# [Instructions to follow]
Copy the rows below without any changes, from their first line to the line with "[[1305, 538, 1332, 566]]", including both of those lines.

# [Provided material]
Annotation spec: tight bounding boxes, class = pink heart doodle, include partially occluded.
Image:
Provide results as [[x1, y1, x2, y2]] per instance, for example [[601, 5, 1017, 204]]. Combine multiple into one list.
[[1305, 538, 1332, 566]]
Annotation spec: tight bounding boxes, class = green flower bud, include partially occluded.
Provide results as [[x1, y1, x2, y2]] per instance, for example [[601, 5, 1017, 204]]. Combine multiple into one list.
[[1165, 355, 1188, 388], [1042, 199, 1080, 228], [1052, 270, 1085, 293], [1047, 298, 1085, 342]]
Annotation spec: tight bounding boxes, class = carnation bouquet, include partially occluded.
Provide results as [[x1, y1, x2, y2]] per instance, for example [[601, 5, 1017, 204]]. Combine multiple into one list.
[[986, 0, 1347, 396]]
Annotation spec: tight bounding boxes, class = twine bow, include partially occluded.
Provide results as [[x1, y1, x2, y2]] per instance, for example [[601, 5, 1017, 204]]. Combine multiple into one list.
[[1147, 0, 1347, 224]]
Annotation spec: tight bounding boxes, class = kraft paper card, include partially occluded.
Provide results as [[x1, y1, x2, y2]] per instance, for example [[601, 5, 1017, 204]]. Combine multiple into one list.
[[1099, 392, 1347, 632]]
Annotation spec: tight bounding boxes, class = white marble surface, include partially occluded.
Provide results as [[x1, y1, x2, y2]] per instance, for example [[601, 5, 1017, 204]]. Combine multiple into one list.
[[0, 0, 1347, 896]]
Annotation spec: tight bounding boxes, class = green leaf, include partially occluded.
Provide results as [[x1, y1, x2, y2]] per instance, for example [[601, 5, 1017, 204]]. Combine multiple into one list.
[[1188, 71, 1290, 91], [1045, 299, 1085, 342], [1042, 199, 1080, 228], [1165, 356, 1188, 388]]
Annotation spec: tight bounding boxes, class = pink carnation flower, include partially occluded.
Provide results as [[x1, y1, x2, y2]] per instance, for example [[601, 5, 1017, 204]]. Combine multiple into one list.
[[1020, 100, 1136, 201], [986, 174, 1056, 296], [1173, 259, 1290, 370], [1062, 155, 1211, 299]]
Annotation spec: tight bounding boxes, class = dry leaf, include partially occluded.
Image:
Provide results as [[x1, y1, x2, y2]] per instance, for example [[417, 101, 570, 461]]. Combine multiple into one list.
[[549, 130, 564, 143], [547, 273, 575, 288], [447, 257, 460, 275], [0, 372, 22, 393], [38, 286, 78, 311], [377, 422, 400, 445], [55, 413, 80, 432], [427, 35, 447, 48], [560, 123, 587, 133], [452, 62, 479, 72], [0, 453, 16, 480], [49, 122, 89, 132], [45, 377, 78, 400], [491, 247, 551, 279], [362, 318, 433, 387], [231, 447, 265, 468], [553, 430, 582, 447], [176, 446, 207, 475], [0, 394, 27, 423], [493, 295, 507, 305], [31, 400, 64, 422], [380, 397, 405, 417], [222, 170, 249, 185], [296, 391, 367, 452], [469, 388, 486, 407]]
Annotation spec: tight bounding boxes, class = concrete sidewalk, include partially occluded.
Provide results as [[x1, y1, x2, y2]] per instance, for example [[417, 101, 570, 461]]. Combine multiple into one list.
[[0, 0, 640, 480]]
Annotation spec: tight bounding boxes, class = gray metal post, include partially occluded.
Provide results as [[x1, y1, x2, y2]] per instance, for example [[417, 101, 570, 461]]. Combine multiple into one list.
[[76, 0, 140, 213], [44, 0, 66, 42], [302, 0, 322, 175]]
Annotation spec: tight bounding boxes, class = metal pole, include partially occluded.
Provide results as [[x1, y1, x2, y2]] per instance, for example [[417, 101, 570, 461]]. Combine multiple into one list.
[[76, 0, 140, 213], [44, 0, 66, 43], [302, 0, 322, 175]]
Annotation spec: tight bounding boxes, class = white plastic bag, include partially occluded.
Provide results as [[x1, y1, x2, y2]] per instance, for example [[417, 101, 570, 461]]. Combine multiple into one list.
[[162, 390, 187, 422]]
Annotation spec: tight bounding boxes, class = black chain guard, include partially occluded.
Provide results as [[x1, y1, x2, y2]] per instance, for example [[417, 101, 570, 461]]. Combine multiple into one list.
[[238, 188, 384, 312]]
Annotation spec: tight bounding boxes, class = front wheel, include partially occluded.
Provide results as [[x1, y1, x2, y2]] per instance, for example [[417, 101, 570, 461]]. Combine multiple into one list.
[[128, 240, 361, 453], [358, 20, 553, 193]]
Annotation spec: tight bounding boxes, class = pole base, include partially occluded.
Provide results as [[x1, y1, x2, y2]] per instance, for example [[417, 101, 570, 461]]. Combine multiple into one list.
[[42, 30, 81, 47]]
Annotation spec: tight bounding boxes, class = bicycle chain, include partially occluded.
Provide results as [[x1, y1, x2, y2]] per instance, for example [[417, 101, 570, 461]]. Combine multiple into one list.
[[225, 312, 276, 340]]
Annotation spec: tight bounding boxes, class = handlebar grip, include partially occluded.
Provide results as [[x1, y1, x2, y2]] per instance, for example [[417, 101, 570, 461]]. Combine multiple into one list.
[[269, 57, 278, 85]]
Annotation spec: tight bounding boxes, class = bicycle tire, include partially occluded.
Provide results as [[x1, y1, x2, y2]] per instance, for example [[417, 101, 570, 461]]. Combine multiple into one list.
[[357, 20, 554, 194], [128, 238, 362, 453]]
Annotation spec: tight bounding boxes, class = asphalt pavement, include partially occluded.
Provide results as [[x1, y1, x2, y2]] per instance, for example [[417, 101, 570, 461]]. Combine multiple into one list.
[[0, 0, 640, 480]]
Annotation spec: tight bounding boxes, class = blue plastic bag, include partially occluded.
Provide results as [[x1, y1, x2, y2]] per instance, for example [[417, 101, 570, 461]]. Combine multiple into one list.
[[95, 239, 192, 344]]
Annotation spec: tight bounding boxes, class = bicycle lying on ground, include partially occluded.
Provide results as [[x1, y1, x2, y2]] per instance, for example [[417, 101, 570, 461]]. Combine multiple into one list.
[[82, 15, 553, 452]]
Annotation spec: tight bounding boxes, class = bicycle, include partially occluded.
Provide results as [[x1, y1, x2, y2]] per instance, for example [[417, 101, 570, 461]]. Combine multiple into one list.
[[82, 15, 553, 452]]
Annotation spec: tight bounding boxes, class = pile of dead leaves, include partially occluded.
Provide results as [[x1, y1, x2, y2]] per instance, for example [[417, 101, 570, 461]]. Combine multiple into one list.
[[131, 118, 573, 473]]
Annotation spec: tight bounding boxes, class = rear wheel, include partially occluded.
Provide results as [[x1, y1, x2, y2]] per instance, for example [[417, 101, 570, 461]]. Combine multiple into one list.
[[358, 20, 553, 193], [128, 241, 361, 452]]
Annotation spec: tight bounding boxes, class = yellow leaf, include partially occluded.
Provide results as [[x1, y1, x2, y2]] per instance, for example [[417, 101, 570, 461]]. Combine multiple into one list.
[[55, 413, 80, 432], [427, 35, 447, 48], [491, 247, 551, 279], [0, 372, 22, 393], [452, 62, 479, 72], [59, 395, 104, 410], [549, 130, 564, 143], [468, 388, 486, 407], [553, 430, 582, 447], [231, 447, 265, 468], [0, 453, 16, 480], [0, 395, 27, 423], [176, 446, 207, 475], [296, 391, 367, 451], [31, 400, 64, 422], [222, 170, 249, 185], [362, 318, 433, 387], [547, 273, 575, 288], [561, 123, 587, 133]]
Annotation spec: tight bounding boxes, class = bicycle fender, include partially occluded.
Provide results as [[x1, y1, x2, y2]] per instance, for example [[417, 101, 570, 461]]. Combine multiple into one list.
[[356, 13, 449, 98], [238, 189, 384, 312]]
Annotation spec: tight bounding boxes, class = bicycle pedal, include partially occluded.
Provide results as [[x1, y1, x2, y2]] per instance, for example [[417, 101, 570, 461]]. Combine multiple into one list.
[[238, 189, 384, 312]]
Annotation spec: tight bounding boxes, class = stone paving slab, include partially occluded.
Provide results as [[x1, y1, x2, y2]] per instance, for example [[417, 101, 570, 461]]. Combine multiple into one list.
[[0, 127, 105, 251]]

# [Solution below]
Annotation spec: tight bounding boxes, class = pink heart doodle, include partially occluded.
Image:
Provide results as [[x1, y1, x2, y2]] per instance, for example [[601, 5, 1017, 204]]. Combine multiple into one list.
[[1305, 538, 1332, 566]]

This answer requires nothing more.